* [Short problem 1]: According to the resource curse talk, why do ordinary shoppers inadvertently drive the resource curse? Answer in one to three sentences.
* [Short problem 2]: In the resource curse talk, how do most of the world's autocrats today stay in power?

* [Given text]:
"""

Thanks, Mike. You’re right. The resource curse is a serious international problem that drives many of the headlines that we see in our newspaper every day. So think about the huge money that can be gained by selling off a country’s natural resources like its oil or its metals or its gems. Today, that money empowers some of the most coarse of men in the world. So autocrats from Russia to Iran spend their resource money on weapons and repression aren’t groups like Wagner and the Congo is militias spending their resource money on atrocities and ammunition. Somehow, the business that we’re in with these coercive men, funds their violence and repression, we’re in business with the men of war and blood whenever we shop for everyday goods online, or in stores whenever we fill up with gas. And that leads to this phenomenon called the resource curse. And let me just give you some headline figures on the resource curse to give you a sense about how big a problem it is. So most of the world’s autocrats today stay in power by selling off their country’s oil. Most of the most corrupt countries in the world are oil states. Most of the world’s recent violent civil conflicts have been in oil states, most of the countries suffering hunger crises are resource rich states. Most of the countries from which refugees have been fleeing are resource rich states. And soon most of the world’s poor people will be in resource rich countries. So the resource curse is a serious problem that we inadvertently drive by buying everyday goods because of the way the international trade system is set up.

"""

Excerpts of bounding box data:

"""

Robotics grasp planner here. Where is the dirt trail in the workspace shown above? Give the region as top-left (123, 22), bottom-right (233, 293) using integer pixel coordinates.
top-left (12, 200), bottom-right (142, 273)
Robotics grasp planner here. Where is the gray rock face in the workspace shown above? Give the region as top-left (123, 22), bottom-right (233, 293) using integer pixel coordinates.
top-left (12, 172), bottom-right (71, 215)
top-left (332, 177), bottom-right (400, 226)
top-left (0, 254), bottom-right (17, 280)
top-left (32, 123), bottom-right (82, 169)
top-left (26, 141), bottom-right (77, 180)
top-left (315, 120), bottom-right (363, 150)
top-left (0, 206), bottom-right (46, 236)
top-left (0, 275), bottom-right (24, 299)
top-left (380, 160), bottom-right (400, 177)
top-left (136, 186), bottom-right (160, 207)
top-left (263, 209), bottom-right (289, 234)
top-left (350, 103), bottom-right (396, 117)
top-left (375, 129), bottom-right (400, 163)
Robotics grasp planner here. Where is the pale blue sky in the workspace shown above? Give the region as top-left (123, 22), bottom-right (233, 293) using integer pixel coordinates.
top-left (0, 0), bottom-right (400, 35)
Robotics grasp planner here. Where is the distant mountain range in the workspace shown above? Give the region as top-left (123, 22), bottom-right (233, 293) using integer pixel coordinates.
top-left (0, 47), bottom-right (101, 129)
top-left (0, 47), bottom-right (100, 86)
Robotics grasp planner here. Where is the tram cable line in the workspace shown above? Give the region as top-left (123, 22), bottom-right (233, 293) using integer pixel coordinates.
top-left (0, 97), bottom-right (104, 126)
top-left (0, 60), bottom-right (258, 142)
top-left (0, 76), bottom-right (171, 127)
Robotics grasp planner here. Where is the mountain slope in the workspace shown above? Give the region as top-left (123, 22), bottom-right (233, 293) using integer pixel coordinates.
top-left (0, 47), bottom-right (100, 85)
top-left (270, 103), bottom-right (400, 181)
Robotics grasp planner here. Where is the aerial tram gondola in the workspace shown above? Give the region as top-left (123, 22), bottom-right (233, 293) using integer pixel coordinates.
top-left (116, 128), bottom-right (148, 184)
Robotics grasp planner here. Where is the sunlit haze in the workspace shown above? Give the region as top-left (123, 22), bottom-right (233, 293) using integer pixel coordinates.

"""

* [Correct answer 1]: Buying everyday goods online or in stores, or filling up with gas, puts shoppers in business with coercive men, and that business funds their violence and repression. This happens because of the way the international trade system is set up.

* [Correct answer 2]: By selling off their country's oil.